== Excerpted records

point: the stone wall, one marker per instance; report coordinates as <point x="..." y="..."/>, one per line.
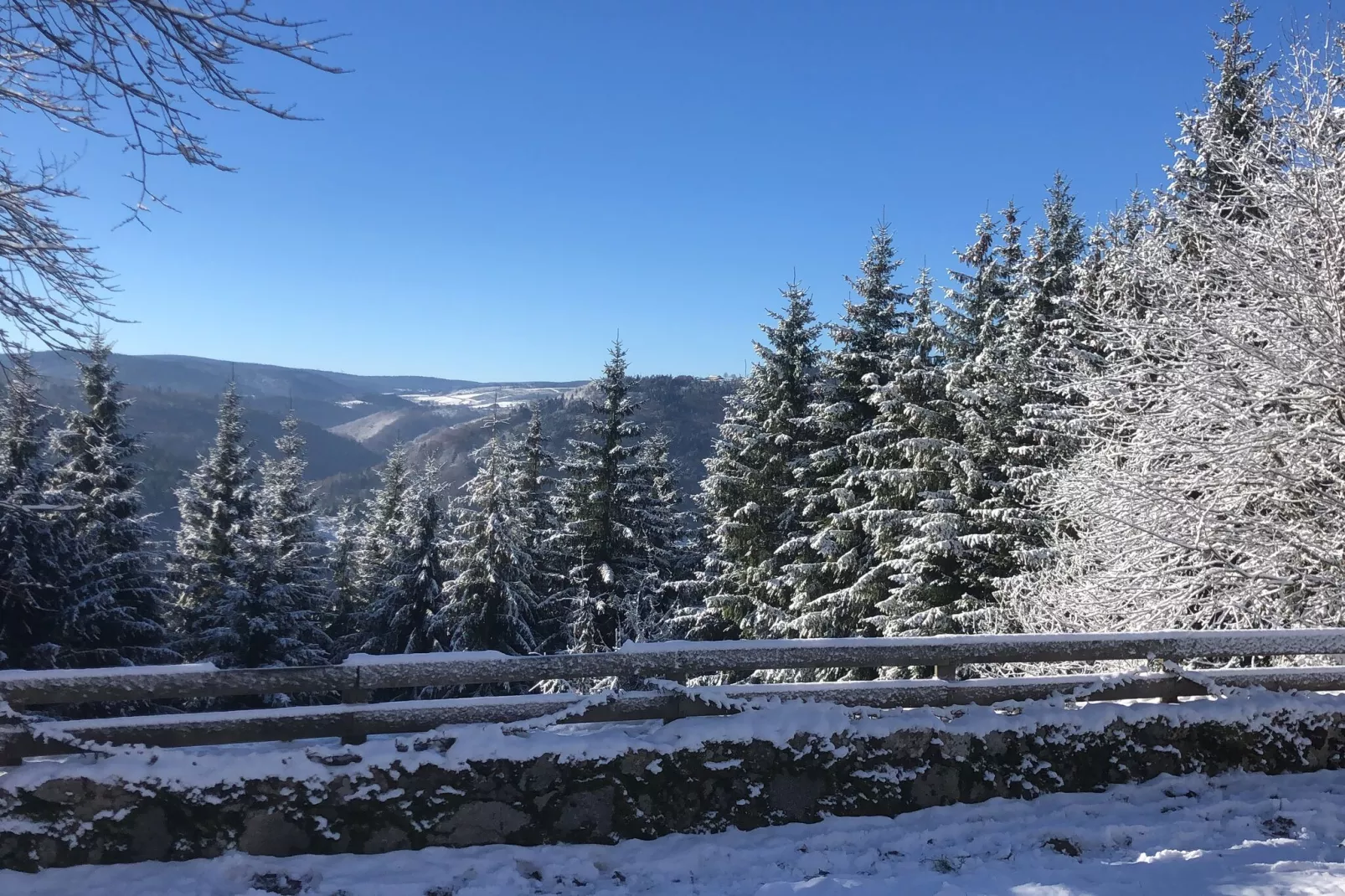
<point x="439" y="793"/>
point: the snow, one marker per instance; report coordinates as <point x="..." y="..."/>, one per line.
<point x="1232" y="836"/>
<point x="772" y="721"/>
<point x="487" y="396"/>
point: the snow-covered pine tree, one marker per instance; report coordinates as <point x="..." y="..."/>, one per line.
<point x="595" y="502"/>
<point x="290" y="580"/>
<point x="384" y="528"/>
<point x="490" y="603"/>
<point x="1207" y="171"/>
<point x="1045" y="339"/>
<point x="401" y="616"/>
<point x="982" y="385"/>
<point x="832" y="574"/>
<point x="120" y="599"/>
<point x="662" y="533"/>
<point x="348" y="605"/>
<point x="748" y="492"/>
<point x="210" y="567"/>
<point x="537" y="485"/>
<point x="38" y="549"/>
<point x="911" y="458"/>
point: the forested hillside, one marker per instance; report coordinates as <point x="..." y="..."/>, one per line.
<point x="1130" y="425"/>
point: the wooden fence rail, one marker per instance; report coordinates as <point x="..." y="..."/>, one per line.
<point x="361" y="676"/>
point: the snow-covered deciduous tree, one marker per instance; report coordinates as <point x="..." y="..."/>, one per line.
<point x="1211" y="483"/>
<point x="119" y="598"/>
<point x="748" y="494"/>
<point x="139" y="73"/>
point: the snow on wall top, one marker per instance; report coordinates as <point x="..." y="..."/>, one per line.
<point x="768" y="720"/>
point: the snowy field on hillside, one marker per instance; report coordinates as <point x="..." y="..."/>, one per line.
<point x="1234" y="836"/>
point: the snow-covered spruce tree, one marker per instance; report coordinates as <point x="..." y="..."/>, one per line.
<point x="1212" y="481"/>
<point x="401" y="616"/>
<point x="490" y="603"/>
<point x="248" y="565"/>
<point x="748" y="492"/>
<point x="1045" y="337"/>
<point x="346" y="598"/>
<point x="384" y="529"/>
<point x="983" y="379"/>
<point x="38" y="549"/>
<point x="290" y="580"/>
<point x="832" y="571"/>
<point x="120" y="599"/>
<point x="209" y="569"/>
<point x="601" y="507"/>
<point x="911" y="458"/>
<point x="537" y="483"/>
<point x="1207" y="171"/>
<point x="662" y="533"/>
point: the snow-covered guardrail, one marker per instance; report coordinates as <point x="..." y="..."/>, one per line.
<point x="361" y="677"/>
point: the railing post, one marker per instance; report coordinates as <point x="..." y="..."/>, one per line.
<point x="354" y="696"/>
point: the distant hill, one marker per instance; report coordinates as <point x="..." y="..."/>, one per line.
<point x="350" y="421"/>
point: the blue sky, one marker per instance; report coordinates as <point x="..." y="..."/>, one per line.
<point x="498" y="188"/>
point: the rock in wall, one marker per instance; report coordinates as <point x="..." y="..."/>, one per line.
<point x="761" y="767"/>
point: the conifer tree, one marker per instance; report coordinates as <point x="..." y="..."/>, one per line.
<point x="537" y="486"/>
<point x="384" y="528"/>
<point x="1207" y="170"/>
<point x="912" y="455"/>
<point x="748" y="494"/>
<point x="659" y="529"/>
<point x="120" y="599"/>
<point x="37" y="543"/>
<point x="600" y="506"/>
<point x="401" y="618"/>
<point x="490" y="605"/>
<point x="209" y="568"/>
<point x="982" y="376"/>
<point x="1047" y="339"/>
<point x="290" y="579"/>
<point x="832" y="571"/>
<point x="348" y="605"/>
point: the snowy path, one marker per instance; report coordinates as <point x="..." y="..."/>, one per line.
<point x="1235" y="836"/>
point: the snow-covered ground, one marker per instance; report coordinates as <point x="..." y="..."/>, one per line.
<point x="1234" y="836"/>
<point x="486" y="396"/>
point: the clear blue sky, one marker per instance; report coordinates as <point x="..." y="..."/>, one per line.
<point x="498" y="188"/>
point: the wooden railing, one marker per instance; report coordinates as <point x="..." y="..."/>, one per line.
<point x="359" y="678"/>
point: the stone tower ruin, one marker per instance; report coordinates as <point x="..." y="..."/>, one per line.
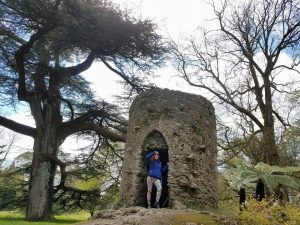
<point x="182" y="128"/>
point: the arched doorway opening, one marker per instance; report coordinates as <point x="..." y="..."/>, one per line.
<point x="155" y="141"/>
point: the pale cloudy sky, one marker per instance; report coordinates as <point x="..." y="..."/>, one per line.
<point x="174" y="18"/>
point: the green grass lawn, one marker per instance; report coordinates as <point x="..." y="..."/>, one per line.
<point x="15" y="218"/>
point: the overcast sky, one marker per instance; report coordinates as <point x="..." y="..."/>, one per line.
<point x="174" y="18"/>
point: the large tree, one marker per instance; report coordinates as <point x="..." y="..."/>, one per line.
<point x="246" y="60"/>
<point x="45" y="46"/>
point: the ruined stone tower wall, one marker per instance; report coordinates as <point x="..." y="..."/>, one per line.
<point x="187" y="124"/>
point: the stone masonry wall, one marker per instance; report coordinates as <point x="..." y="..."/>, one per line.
<point x="187" y="124"/>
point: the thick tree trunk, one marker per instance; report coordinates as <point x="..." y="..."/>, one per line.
<point x="270" y="150"/>
<point x="39" y="205"/>
<point x="46" y="144"/>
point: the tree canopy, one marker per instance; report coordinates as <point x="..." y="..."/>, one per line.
<point x="243" y="60"/>
<point x="45" y="46"/>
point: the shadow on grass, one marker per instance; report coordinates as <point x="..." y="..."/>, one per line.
<point x="20" y="220"/>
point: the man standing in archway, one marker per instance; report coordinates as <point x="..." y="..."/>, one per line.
<point x="154" y="176"/>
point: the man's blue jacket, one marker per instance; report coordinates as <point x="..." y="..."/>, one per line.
<point x="155" y="166"/>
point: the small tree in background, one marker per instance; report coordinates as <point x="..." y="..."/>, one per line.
<point x="243" y="61"/>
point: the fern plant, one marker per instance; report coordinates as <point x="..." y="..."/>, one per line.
<point x="242" y="174"/>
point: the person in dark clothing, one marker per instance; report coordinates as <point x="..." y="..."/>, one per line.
<point x="154" y="176"/>
<point x="242" y="200"/>
<point x="260" y="190"/>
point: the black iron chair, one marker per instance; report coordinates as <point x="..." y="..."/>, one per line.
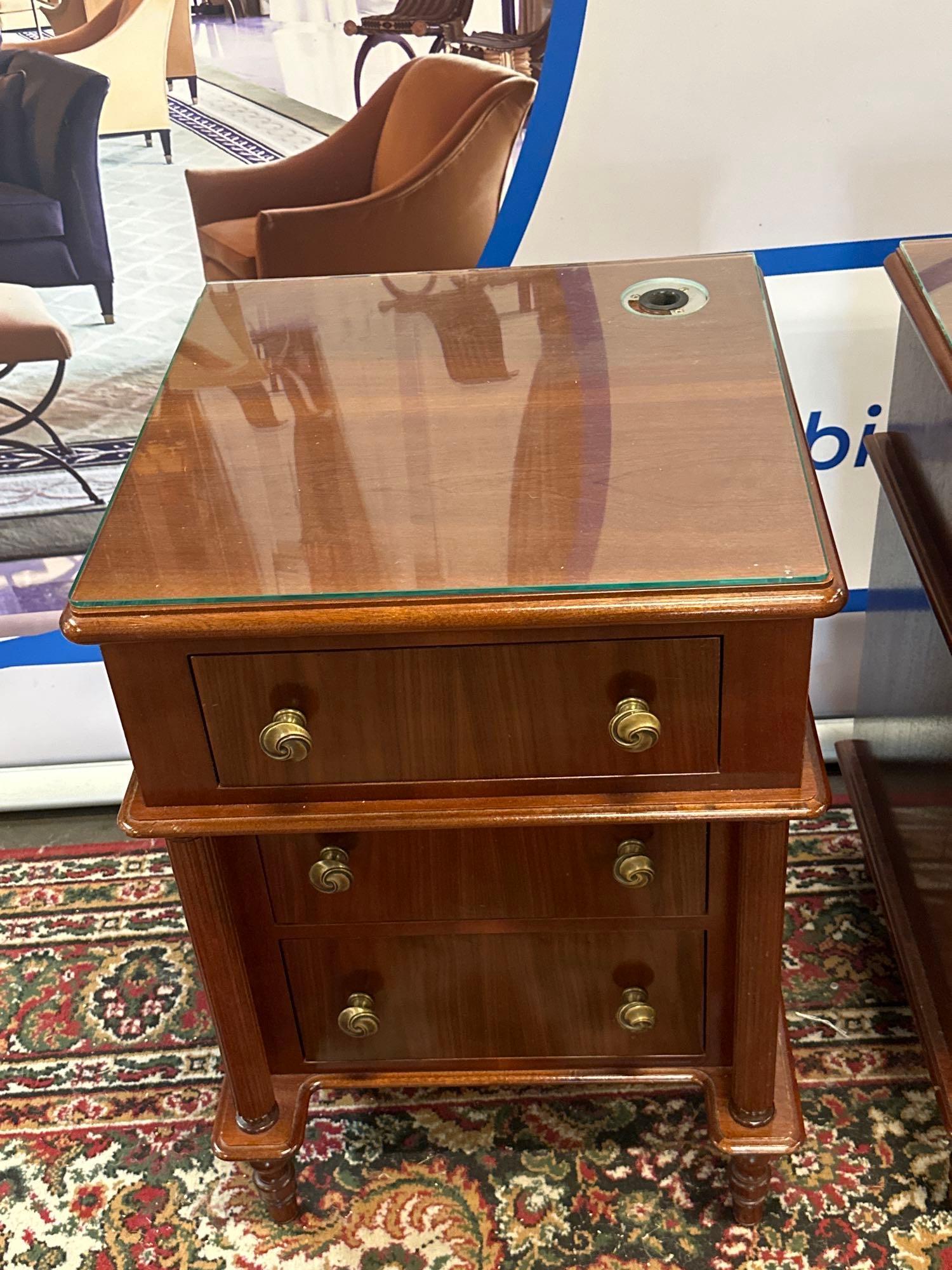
<point x="521" y="51"/>
<point x="442" y="20"/>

====

What is expected:
All records must be output exactly as they are, except for the pictures, which are left out.

Answer for the task:
point: the stone wall, one marker per instance; report coordinates as <point x="..." y="..."/>, one per line.
<point x="439" y="793"/>
point: the snow, one marker per instance; report coordinates as <point x="..." y="..."/>, one per line.
<point x="1232" y="836"/>
<point x="772" y="721"/>
<point x="487" y="396"/>
point: the snow-covered pine tree, one marker per instance; report coordinates as <point x="..." y="..."/>, one per line.
<point x="595" y="502"/>
<point x="290" y="580"/>
<point x="384" y="528"/>
<point x="490" y="603"/>
<point x="1207" y="171"/>
<point x="1045" y="339"/>
<point x="401" y="616"/>
<point x="982" y="385"/>
<point x="832" y="574"/>
<point x="120" y="599"/>
<point x="662" y="533"/>
<point x="348" y="605"/>
<point x="748" y="492"/>
<point x="210" y="567"/>
<point x="537" y="485"/>
<point x="38" y="549"/>
<point x="911" y="458"/>
point: the forested hillside, one marker per instance; report coordinates as <point x="..." y="..."/>, one per line.
<point x="1130" y="425"/>
point: the wooden fence rail, one marker per instance; report coordinates as <point x="..." y="..."/>, one per line.
<point x="361" y="676"/>
point: the snow-covered deciduous tree, one marker per instance; report coordinates as <point x="..." y="..."/>, one per line.
<point x="1211" y="483"/>
<point x="119" y="598"/>
<point x="748" y="494"/>
<point x="139" y="73"/>
point: the snow on wall top, one marker per instance; report coordinates as <point x="..." y="..."/>, one per line.
<point x="768" y="720"/>
point: the snowy field on hillside, one marker per instance; report coordinates as <point x="..." y="..."/>, one per line.
<point x="1234" y="836"/>
point: the snow-covered spruce tree, one marker per instance; report coordinates as <point x="..." y="..."/>, one per line.
<point x="1212" y="481"/>
<point x="401" y="616"/>
<point x="490" y="603"/>
<point x="248" y="565"/>
<point x="748" y="492"/>
<point x="1045" y="337"/>
<point x="346" y="598"/>
<point x="384" y="529"/>
<point x="983" y="379"/>
<point x="38" y="549"/>
<point x="290" y="580"/>
<point x="832" y="571"/>
<point x="120" y="599"/>
<point x="209" y="569"/>
<point x="601" y="507"/>
<point x="911" y="458"/>
<point x="537" y="483"/>
<point x="1207" y="171"/>
<point x="662" y="533"/>
point: the snow-covered guardrail, one marker per instance; report coordinates as <point x="..." y="..."/>, one per line.
<point x="361" y="677"/>
point: the railing post, one marker per instance; report coordinates as <point x="..." y="..."/>, one per line.
<point x="354" y="696"/>
point: the distant hill, one marker per instance; report coordinates as <point x="..." y="..."/>, one per line.
<point x="350" y="421"/>
point: the blue sky, one marker per instance; report coordinates as <point x="..." y="..."/>, one per line.
<point x="498" y="188"/>
point: the rock in wall, one marker per instance; report coordinates as <point x="..." y="..."/>, one per line.
<point x="761" y="767"/>
point: the conifer tree, one marker per instance; report coordinates as <point x="..." y="..."/>, one per line.
<point x="537" y="486"/>
<point x="384" y="528"/>
<point x="1207" y="170"/>
<point x="912" y="455"/>
<point x="748" y="494"/>
<point x="659" y="529"/>
<point x="120" y="599"/>
<point x="37" y="543"/>
<point x="600" y="506"/>
<point x="401" y="618"/>
<point x="490" y="605"/>
<point x="209" y="568"/>
<point x="982" y="376"/>
<point x="1047" y="339"/>
<point x="290" y="579"/>
<point x="832" y="571"/>
<point x="348" y="605"/>
point: the snowy path, one marker per instance; report coordinates as <point x="..." y="..."/>, one per line.
<point x="1235" y="836"/>
point: the snow-covered ground, one marker per instance; report coordinates as <point x="..." y="..."/>, one per line.
<point x="1234" y="836"/>
<point x="486" y="396"/>
point: the clear blue sky, one marker per instance; report coordinates as <point x="..." y="..."/>, one per line.
<point x="498" y="188"/>
point: the wooden railing, one marker per instance; report coordinates as <point x="..." y="..."/>, one per line.
<point x="359" y="678"/>
point: the stone tower ruin, one marker per instance; report coordinates as <point x="..." y="..."/>, one per line.
<point x="182" y="128"/>
point: the arched doorway opening, one marker per instance; report coordinates as <point x="..." y="..."/>, one per line.
<point x="155" y="141"/>
point: the pale cloudy sky, one marker per instance; report coordinates as <point x="..." y="..."/>, one per line.
<point x="174" y="18"/>
point: the green grass lawn, one marker per instance; report coordinates as <point x="..." y="..."/>, one per line.
<point x="15" y="218"/>
point: the overcast sky, one marker per instance; report coordinates as <point x="..." y="..."/>, one per line.
<point x="174" y="18"/>
point: the large tree, one marker per instance; report coordinates as <point x="..." y="..."/>, one per line.
<point x="246" y="60"/>
<point x="45" y="46"/>
point: the ruined stone tower wall, one marker per instance; report coordinates as <point x="..." y="..."/>, one per line.
<point x="187" y="124"/>
point: the stone masonry wall, one marker per instance; report coordinates as <point x="..." y="..."/>, one per line.
<point x="187" y="124"/>
point: the thick tree trunk, one marker per instance; report coordinates as <point x="..." y="..."/>, one per line.
<point x="270" y="150"/>
<point x="39" y="205"/>
<point x="46" y="144"/>
point: the tree canopy, one marker per instance; report coordinates as <point x="..." y="..."/>, one per line.
<point x="243" y="60"/>
<point x="45" y="46"/>
point: the shadow on grass, one marker per instance; report coordinates as <point x="..." y="..."/>, one per line.
<point x="20" y="220"/>
point: the man standing in archway, one marker per instance; report coordinates as <point x="..." y="..."/>, one per line.
<point x="154" y="176"/>
point: the man's blue jacket, one marker per instance; report coordinates as <point x="..." y="..."/>, one per line.
<point x="155" y="166"/>
point: the small tree in background, one marker per instance; report coordinates as <point x="..." y="..."/>, one per line.
<point x="243" y="61"/>
point: the fern plant, one marker per instance; report coordinates as <point x="..." y="..."/>, one per line.
<point x="242" y="174"/>
point: the person in dark clothing, one marker per instance; report coordinates as <point x="..." y="..."/>, one per line.
<point x="154" y="176"/>
<point x="242" y="200"/>
<point x="260" y="190"/>
point: the black iron chair, one marker per instance; report coordinates as <point x="..." y="..."/>, one per line.
<point x="521" y="51"/>
<point x="442" y="20"/>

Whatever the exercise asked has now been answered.